#### PROMPT
Reproduce the records below in their entirety, exactly as shown.

RECORD EXTRACTS section start

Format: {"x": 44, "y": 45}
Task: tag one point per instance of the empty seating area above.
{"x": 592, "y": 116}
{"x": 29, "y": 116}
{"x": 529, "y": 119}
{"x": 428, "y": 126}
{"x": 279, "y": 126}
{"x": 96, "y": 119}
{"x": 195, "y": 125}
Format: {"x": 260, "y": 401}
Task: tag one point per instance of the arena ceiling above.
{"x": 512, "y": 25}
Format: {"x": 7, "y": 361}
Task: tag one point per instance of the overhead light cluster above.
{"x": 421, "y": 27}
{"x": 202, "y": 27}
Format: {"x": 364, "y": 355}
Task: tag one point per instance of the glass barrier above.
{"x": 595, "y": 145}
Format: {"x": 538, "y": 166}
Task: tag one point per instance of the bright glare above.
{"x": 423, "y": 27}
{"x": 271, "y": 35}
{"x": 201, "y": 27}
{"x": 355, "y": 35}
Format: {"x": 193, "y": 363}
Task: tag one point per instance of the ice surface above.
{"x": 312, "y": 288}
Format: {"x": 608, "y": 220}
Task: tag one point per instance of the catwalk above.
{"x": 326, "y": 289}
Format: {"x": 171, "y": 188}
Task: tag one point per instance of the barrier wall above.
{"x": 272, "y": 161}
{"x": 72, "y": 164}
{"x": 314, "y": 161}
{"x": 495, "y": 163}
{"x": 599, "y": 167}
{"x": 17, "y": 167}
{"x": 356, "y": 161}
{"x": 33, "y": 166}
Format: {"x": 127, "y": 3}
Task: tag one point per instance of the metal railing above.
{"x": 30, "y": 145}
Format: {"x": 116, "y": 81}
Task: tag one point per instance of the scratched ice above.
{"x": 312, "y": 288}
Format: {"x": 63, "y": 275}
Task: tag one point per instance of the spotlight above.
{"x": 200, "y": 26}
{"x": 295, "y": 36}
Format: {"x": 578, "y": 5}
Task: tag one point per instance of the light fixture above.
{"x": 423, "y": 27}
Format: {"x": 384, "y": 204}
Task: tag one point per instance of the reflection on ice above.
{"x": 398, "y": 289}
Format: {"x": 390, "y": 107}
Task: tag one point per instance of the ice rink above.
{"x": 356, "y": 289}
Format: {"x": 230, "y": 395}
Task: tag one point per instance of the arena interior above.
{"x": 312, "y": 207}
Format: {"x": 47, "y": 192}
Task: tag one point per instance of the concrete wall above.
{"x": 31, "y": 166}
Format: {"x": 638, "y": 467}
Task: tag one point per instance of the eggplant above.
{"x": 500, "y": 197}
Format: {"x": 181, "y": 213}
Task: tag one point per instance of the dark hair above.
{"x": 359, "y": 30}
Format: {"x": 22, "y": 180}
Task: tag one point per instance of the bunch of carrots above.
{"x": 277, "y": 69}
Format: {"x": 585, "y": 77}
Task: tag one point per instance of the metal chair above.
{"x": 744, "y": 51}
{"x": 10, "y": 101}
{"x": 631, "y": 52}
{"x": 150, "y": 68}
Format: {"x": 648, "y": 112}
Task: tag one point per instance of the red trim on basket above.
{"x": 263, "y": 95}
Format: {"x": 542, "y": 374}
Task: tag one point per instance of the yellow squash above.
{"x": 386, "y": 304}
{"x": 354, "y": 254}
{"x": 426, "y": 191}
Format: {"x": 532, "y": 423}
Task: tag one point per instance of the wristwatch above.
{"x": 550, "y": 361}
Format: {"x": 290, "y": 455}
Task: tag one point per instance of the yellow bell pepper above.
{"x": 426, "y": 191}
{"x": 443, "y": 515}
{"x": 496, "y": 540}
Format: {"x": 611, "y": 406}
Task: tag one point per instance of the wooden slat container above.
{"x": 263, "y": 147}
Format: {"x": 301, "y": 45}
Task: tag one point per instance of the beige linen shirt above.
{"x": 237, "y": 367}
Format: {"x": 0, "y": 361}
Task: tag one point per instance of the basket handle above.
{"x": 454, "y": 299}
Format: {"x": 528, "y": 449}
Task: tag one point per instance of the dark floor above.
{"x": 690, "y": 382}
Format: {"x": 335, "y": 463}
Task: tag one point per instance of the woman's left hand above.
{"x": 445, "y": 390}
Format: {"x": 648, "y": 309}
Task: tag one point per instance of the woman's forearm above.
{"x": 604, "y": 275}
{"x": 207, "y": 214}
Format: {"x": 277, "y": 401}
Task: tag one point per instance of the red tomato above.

RECORD EXTRACTS section end

#### RESULT OF THE EXERCISE
Format: {"x": 44, "y": 45}
Task: tag one point per instance of the empty seating area above.
{"x": 592, "y": 116}
{"x": 29, "y": 116}
{"x": 529, "y": 119}
{"x": 428, "y": 126}
{"x": 279, "y": 126}
{"x": 96, "y": 119}
{"x": 195, "y": 125}
Format: {"x": 260, "y": 401}
Task: tag one point per instance of the arena ceiling above.
{"x": 512, "y": 25}
Format: {"x": 7, "y": 361}
Task: tag one point per instance of the overhead light cluster above.
{"x": 421, "y": 27}
{"x": 202, "y": 27}
Format: {"x": 364, "y": 355}
Task: tag one point per instance of the glass barrier above.
{"x": 595, "y": 145}
Format: {"x": 538, "y": 166}
Task: tag one point per instance of the bright glare above.
{"x": 423, "y": 27}
{"x": 271, "y": 35}
{"x": 201, "y": 27}
{"x": 355, "y": 35}
Format: {"x": 193, "y": 363}
Task: tag one point per instance of the ice surface above.
{"x": 312, "y": 288}
Format: {"x": 608, "y": 220}
Task: tag one point per instance of the catwalk above.
{"x": 326, "y": 289}
Format: {"x": 171, "y": 188}
Task: tag one point per instance of the barrier wall above.
{"x": 272, "y": 161}
{"x": 72, "y": 164}
{"x": 314, "y": 161}
{"x": 495, "y": 163}
{"x": 599, "y": 167}
{"x": 17, "y": 167}
{"x": 356, "y": 161}
{"x": 33, "y": 166}
Format: {"x": 127, "y": 3}
Task: tag one point per instance of the metal railing above.
{"x": 30, "y": 145}
Format: {"x": 116, "y": 81}
Task: tag one point per instance of the scratched ice above.
{"x": 312, "y": 288}
Format: {"x": 63, "y": 275}
Task: tag one point per instance of the spotlight above.
{"x": 200, "y": 26}
{"x": 295, "y": 36}
Format: {"x": 578, "y": 5}
Task: tag one point per instance of the light fixture above.
{"x": 423, "y": 27}
Format: {"x": 384, "y": 204}
Task: tag one point per instance of the reflection on ice above.
{"x": 398, "y": 289}
Format: {"x": 390, "y": 107}
Task: tag one point per instance of the ice rink above.
{"x": 356, "y": 289}
Format: {"x": 230, "y": 395}
Task: tag one point per instance of the arena interior above.
{"x": 312, "y": 207}
Format: {"x": 47, "y": 192}
Task: tag one point per instance of the concrete wall above.
{"x": 31, "y": 166}
Format: {"x": 638, "y": 467}
Task: tag one point per instance of the eggplant above.
{"x": 500, "y": 197}
Format: {"x": 181, "y": 213}
Task: tag one point per instance of the dark hair above.
{"x": 359, "y": 30}
Format: {"x": 22, "y": 180}
Task: tag one point per instance of the bunch of carrots above.
{"x": 277, "y": 69}
Format: {"x": 585, "y": 77}
Task: tag one point per instance of the metal chair above.
{"x": 744, "y": 51}
{"x": 10, "y": 101}
{"x": 631, "y": 52}
{"x": 150, "y": 68}
Format: {"x": 648, "y": 112}
Task: tag one point per instance of the red trim on basket above.
{"x": 263, "y": 95}
Format: {"x": 542, "y": 374}
Task: tag one point per instance of the yellow squash above.
{"x": 386, "y": 304}
{"x": 354, "y": 254}
{"x": 426, "y": 191}
Format: {"x": 532, "y": 423}
Task: tag one point per instance of the wristwatch above.
{"x": 550, "y": 361}
Format: {"x": 290, "y": 455}
Task: tag one point per instance of the yellow bell pepper above.
{"x": 426, "y": 191}
{"x": 443, "y": 515}
{"x": 496, "y": 540}
Format: {"x": 611, "y": 406}
Task: tag one point per instance of the wooden slat container above.
{"x": 263, "y": 147}
Format: {"x": 301, "y": 45}
Task: tag one point per instance of the beige linen shirt above.
{"x": 237, "y": 367}
Format: {"x": 0, "y": 361}
Task: tag one point per instance of the basket handle above.
{"x": 454, "y": 299}
Format: {"x": 528, "y": 449}
Task: tag one point per instance of the dark floor above.
{"x": 690, "y": 382}
Format: {"x": 335, "y": 463}
Task: tag one point per instance of the woman's left hand above.
{"x": 445, "y": 390}
Format: {"x": 648, "y": 309}
Task: tag one point per instance of the woman's forearm above.
{"x": 604, "y": 275}
{"x": 207, "y": 214}
Format: {"x": 277, "y": 401}
Task: tag one point per instance of the red tomato above.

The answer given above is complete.